-- Begin Source excerpt --

The fluid degradation cycle
Acid formation
Uncontrolled generation of acidic products is harmful to the life and performance of phosphate esters. strong acids are also chemically reactive and can form metal soaps or salts which adversely affect foaming and volume resistivity, the latter being used to assess the potential for servo-valve erosion. This soaps precipitates in servo valves and cause stickiness.
Lowering of Resistivity
Resistivity is a critical performance indicator for phosphate ester fluid quality. Low resistivity values are associated with electrokinetic wear, a very common failure mechanism of servo (MOOG) valves.
This particulate contamination is responsible for fluid darkening and is generally produced from micro-dieseling, which is a type of high-temperature fluid breakdown caused by air release issues. Solid contaminants of more than (>4) micron are measured by ISO4460 but less than (<4) microns are not being detected. On investigation, 90% of total solid contamination in EHC fluids is below 4 microns which results in plugged filters, blocked servo valve strainers.
Oxidation degradation
Oxidation the most dangerous process which occurs due to contamination gives output in the form of heat. Oxidative degradation results in the production of a range of strong and weak acids and from very low molecular weight hydrocarbons that may plate out as varnish to higher molecular weight hydrocarbons or polyphosphates present as sludge that can increase fluid viscosity and reduce resistivity while blocking filters and causing valve sticking. External sources such as a steam line, hot/molten metal or a welding torch located close to the hydraulic line provide heat to the fluid. The difference between internal ‘hot spots’ is that it occurs when the fluid is in circulation (except for the fluid being heated up in the tank) and external heat sources occur when the fluid is static.
Aeration (Thermal Stability and Pyrolysis)

-- End Source excerpt --
-- Begin Information provided --

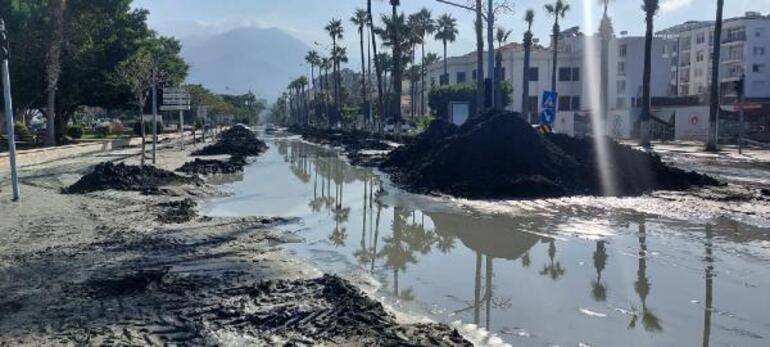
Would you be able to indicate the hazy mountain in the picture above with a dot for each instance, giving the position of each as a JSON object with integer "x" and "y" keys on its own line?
{"x": 243, "y": 59}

-- End Information provided --

§ Exercises:
[1] In the passage on phosphate ester fluid degradation, transcribe the span that begins at the words "The fluid degradation" and stops after the words "servo (MOOG) valves.".
[2] List the external heat sources that the passage on phosphate ester fluid degradation names.
[3] Using the passage on phosphate ester fluid degradation, answer each question below.
(a) Which valves does low resistivity link to a common failure through electrokinetic wear?
(b) What percentage of total solid contamination in EHC fluids is below 4 microns?
(c) What causes micro-dieseling?

§ Response list:
[1]
The fluid degradation cycle
Acid formation
Uncontrolled generation of acidic products is harmful to the life and performance of phosphate esters. strong acids are also chemically reactive and can form metal soaps or salts which adversely affect foaming and volume resistivity, the latter being used to assess the potential for servo-valve erosion. This soaps precipitates in servo valves and cause stickiness.
Lowering of Resistivity
Resistivity is a critical performance indicator for phosphate ester fluid quality. Low resistivity values are associated with electrokinetic wear, a very common failure mechanism of servo (MOOG) valves.

[2]
- A steam line
- Hot/molten metal
- A welding torch

[3]
(a) Servo (MOOG) valves
(b) 90%
(c) Air release issues